Start of Quoted passage
Everything you need to know about the 2022 Winter Olympics


Reese Divis, Staff Writer

The 2022 Winter Olympics are nearly here! And as excitement heightens, so do many concerns, such as the new COVID-19 variant, Omicron, China’s strict government policies, and other diplomatic boycotting. The Olympics have been a tradition since 1924 when they were held in France and included less than 10 sporting events. This year’s Olympics will be held in Beijing, China, with the opening ceremony at the National Stadium on Friday, February 4th. Over 80 countries will be competing and over 100 events will be held, which are record-breaking numbers. You can watch the 2022 Olympics on various NBC-related channels from February 4th up until the 20th, so make sure to watch your favorite sports such as skiing, figure skating, hockey, snowboarding, and many more. 

This year, Team USA will have over 100 athletes competing in events all over the board. Our top three athletes this year are all young up and coming, representing a promising future for Team USA. First up is Alysa Liu, a talented figure skater who has won 2 national championships and is barely old enough to compete at just 16 years of age. Next up is a returning favorite, Chloe Kim. She won all 4 major snowboarding titles in 2018 at just 17 years old, making her the youngest ever. Lastly, 29-year-old speed skater, Erin Jackson. This will be her second Olympic game and she is currently ranked number one in the world and is the first black woman ever to do so.
End of Quoted passage
Start of Dataset content
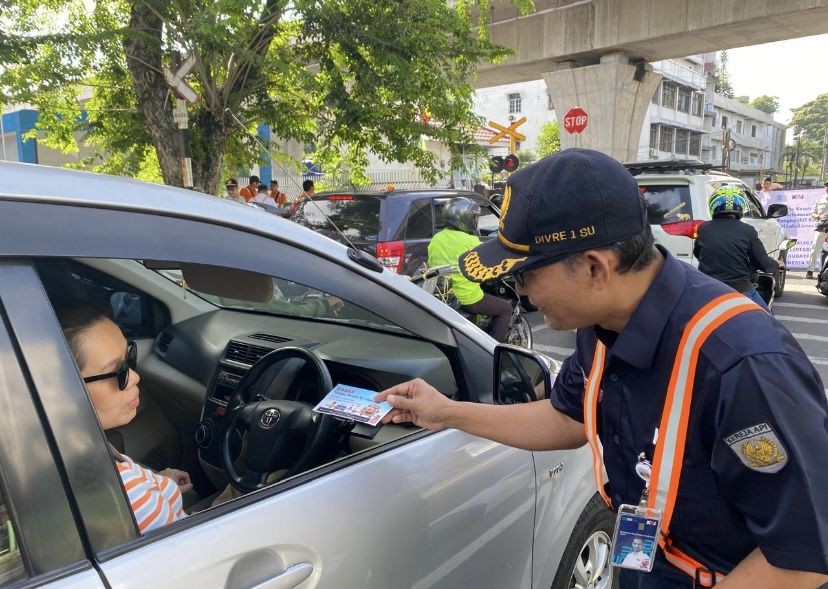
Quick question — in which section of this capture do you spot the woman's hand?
[158,468,193,494]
End of Dataset content
_Assigned task_
Answer these questions using the Winter Olympics article.
(a) According to the article, in what year and in which country were the Olympics first held?
(b) Where and on what date will the 2022 opening ceremony take place?
(c) In which sport does Erin Jackson compete, and what is her current world ranking?

_Response_
(a) 1924, in France.
(b) At the National Stadium in Beijing, on Friday, February 4th.
(c) Speed skating; she is ranked number one in the world.